Dataset excerpts
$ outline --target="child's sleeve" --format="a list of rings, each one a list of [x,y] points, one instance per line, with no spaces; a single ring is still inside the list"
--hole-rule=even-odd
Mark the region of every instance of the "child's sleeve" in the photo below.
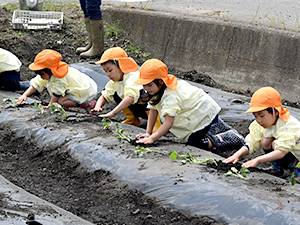
[[[116,90],[114,88],[114,82],[108,81],[108,83],[105,85],[105,89],[101,92],[102,96],[106,99],[108,102],[114,101],[114,94]]]
[[[40,75],[30,80],[30,85],[32,85],[38,92],[42,92],[46,87],[47,80],[43,80]]]
[[[124,76],[124,97],[133,97],[133,104],[137,103],[140,98],[140,90],[143,89],[142,85],[134,83],[138,78],[135,74],[126,74]]]
[[[290,123],[281,126],[275,140],[275,149],[290,152],[295,148],[296,142],[299,140],[300,128],[298,124]]]
[[[261,138],[263,136],[263,128],[256,121],[253,121],[249,126],[249,131],[245,141],[249,148],[249,154],[252,154],[262,148]]]
[[[164,95],[161,99],[161,116],[177,116],[180,111],[180,98],[173,90],[168,95]]]
[[[158,110],[161,117],[166,115],[175,117],[180,111],[179,101],[180,99],[174,95],[163,96],[157,105],[148,102],[147,108]]]

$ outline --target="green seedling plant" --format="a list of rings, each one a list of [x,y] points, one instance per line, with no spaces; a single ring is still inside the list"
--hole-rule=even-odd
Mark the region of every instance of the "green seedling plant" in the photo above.
[[[64,120],[67,120],[68,115],[67,115],[66,111],[64,110],[64,108],[61,105],[52,103],[49,106],[49,110],[50,110],[51,114],[59,114],[61,116],[61,121],[62,122]]]
[[[130,137],[128,137],[124,134],[125,129],[120,127],[118,123],[116,123],[116,126],[118,127],[118,129],[116,129],[116,133],[119,135],[119,136],[117,136],[117,138],[130,142],[131,141]]]
[[[135,147],[135,150],[136,150],[138,156],[143,156],[145,153],[150,153],[150,152],[156,152],[156,153],[159,153],[159,154],[162,154],[162,155],[165,154],[165,153],[163,153],[161,151],[153,150],[153,149],[150,149],[150,148],[143,148],[143,147],[141,147],[139,145],[137,145]]]
[[[244,166],[242,166],[240,170],[235,167],[231,167],[230,170],[225,173],[225,176],[236,176],[241,179],[248,180],[247,173],[250,173],[250,171]]]
[[[140,2],[141,9],[151,9],[153,8],[153,0],[147,0],[146,3]]]
[[[120,25],[120,20],[117,20],[116,22],[106,26],[106,29],[108,30],[106,32],[106,35],[109,37],[119,37],[119,25]]]
[[[12,99],[10,99],[10,98],[4,98],[3,99],[3,102],[5,103],[5,104],[9,104],[9,103],[12,103],[12,106],[13,107],[16,107],[17,105],[18,105],[18,103],[17,103],[17,101],[18,101],[18,98],[12,98]]]
[[[35,109],[39,109],[42,114],[44,113],[44,107],[43,107],[43,105],[41,103],[37,104],[37,102],[34,101],[34,108]]]
[[[298,164],[296,165],[297,168],[300,168],[300,162],[298,162]],[[295,174],[292,173],[292,179],[291,179],[291,183],[292,185],[295,185],[296,184],[296,179],[295,179]]]
[[[104,126],[104,129],[106,129],[106,128],[108,128],[108,127],[110,127],[110,126],[112,126],[114,123],[111,121],[111,119],[109,119],[109,118],[103,118],[102,120],[101,120],[101,122],[102,122],[102,124],[103,124],[103,126]]]
[[[216,160],[214,160],[213,158],[198,159],[196,157],[193,157],[190,153],[187,153],[186,155],[179,155],[174,150],[171,150],[170,153],[171,153],[169,156],[170,159],[177,159],[177,158],[183,159],[181,161],[182,165],[185,165],[186,163],[202,164],[208,161],[212,161],[216,166],[218,165]]]

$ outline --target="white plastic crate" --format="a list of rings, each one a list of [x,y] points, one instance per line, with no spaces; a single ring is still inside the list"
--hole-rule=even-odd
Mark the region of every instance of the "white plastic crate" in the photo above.
[[[61,30],[63,12],[15,10],[12,18],[13,29]]]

• **Exercise goal**
Could each line of the data be written out exactly, with no pictures included?

• **Written response**
$ outline --target="child's sleeve" --format="a list of rings, each one a list of [x,y] points, one instance per line, with no spaces; a single ring is still inside the list"
--hole-rule=even-odd
Mark the region of every instance of the "child's sleeve" in the photo below.
[[[116,90],[114,88],[114,82],[108,81],[108,83],[105,85],[105,89],[101,92],[102,96],[106,99],[108,102],[114,101],[114,94]]]
[[[40,75],[30,80],[30,85],[32,85],[38,92],[42,92],[46,87],[47,80],[43,80]]]
[[[124,76],[124,97],[133,97],[133,104],[137,103],[140,98],[140,90],[143,89],[142,85],[134,83],[138,78],[135,74],[126,74]]]
[[[290,123],[281,126],[275,140],[275,149],[290,152],[295,148],[296,142],[299,140],[300,128],[298,124]]]
[[[261,138],[263,136],[263,128],[256,121],[253,121],[249,126],[249,131],[245,141],[249,148],[249,154],[252,154],[262,148]]]
[[[164,95],[161,99],[161,116],[177,116],[180,111],[180,98],[173,90],[168,95]]]
[[[158,110],[161,117],[166,115],[175,117],[180,111],[179,101],[180,99],[174,95],[163,96],[157,105],[148,102],[147,108]]]

$ outline --target="green seedling plant" --format="a list of rings, each one a list of [x,y] points, one instance per line, with no spaces; a single ring is still inside the list"
--hole-rule=even-odd
Mark the region of every instance of the "green seedling plant" in the photo above.
[[[64,120],[67,120],[68,115],[67,115],[66,111],[64,110],[64,108],[61,105],[52,103],[49,106],[49,110],[50,110],[51,114],[59,114],[61,116],[61,121],[62,122]]]
[[[130,137],[128,137],[124,134],[125,129],[120,127],[118,123],[116,123],[116,126],[118,127],[118,129],[116,129],[116,133],[119,135],[119,136],[117,136],[117,138],[130,142],[131,141]]]
[[[135,147],[135,150],[136,150],[138,156],[143,156],[145,153],[150,153],[150,152],[156,152],[156,153],[159,153],[159,154],[162,154],[162,155],[165,154],[165,153],[163,153],[161,151],[153,150],[153,149],[150,149],[150,148],[143,148],[143,147],[141,147],[139,145],[137,145]]]
[[[244,166],[242,166],[240,170],[235,167],[231,167],[230,170],[225,173],[225,176],[236,176],[241,179],[248,180],[247,173],[250,173],[250,171]]]
[[[140,2],[141,9],[151,9],[153,8],[153,0],[147,0],[146,3]]]
[[[120,25],[120,20],[117,20],[116,22],[106,26],[106,29],[108,30],[106,32],[106,35],[109,37],[119,37],[119,25]]]
[[[12,99],[10,99],[10,98],[4,98],[3,99],[3,102],[5,103],[5,104],[9,104],[9,103],[12,103],[12,106],[13,107],[16,107],[17,105],[18,105],[18,103],[17,103],[17,101],[18,101],[18,98],[12,98]]]
[[[35,109],[39,109],[42,114],[44,113],[44,107],[43,107],[43,105],[41,103],[37,104],[37,102],[34,101],[34,108]]]
[[[298,164],[296,165],[297,168],[300,168],[300,162],[298,162]],[[295,174],[292,173],[292,179],[291,179],[291,183],[292,185],[295,185],[296,184],[296,179],[295,179]]]
[[[104,126],[104,129],[106,129],[106,128],[108,128],[108,127],[110,127],[110,126],[112,126],[114,123],[111,121],[111,119],[109,119],[109,118],[103,118],[102,120],[101,120],[101,122],[102,122],[102,124],[103,124],[103,126]]]
[[[216,160],[214,160],[213,158],[198,159],[196,157],[193,157],[190,153],[187,153],[186,155],[179,155],[174,150],[171,150],[170,153],[171,153],[169,156],[170,159],[177,159],[177,158],[183,159],[181,161],[182,165],[185,165],[186,163],[202,164],[208,161],[212,161],[216,166],[218,165]]]

$ outline --target="white plastic crate" --format="a list of rings, each one a list of [x,y] points, one instance per line, with no spaces; a single ring is still inside the list"
--hole-rule=even-odd
Mark the region of every instance of the "white plastic crate" in the photo above.
[[[61,30],[63,12],[15,10],[12,18],[13,29]]]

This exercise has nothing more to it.